Given exercise —
Replace every "visible outline" in the data below with "outer boundary", and return all the lines with nothing else changed.

Named object pointing data —
▶

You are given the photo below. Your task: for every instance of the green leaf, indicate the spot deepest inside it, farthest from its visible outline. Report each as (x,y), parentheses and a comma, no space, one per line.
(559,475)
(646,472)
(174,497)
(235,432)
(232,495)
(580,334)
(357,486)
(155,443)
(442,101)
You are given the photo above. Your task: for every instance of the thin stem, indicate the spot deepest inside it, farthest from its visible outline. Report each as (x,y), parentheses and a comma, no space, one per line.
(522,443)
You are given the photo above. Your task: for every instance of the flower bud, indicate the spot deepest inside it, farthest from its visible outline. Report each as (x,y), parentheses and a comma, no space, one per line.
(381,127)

◀

Problem solution —
You are given the photo below. Your task: for every instance of the green leaf, indicate the spot deepest inside it, farthest from its outer boundary. Report each as (x,y), parentheses and a comma, no space, one per line.
(559,475)
(646,472)
(174,497)
(235,432)
(232,495)
(580,334)
(357,486)
(155,443)
(442,101)
You are given the photo above. Your task: for every instance of the thin stem, indicate the spot deepest inside it, farthest from its outer boundary. Report each as (x,y), parentheses and a comma, no space, one per line.
(522,443)
You are given the photo above. Your task: for every instance of the flower bud, indicate the spot deepest inside it, farthest from its outer boundary. Report each as (x,y), parentheses and a comma, no space, one per line.
(381,127)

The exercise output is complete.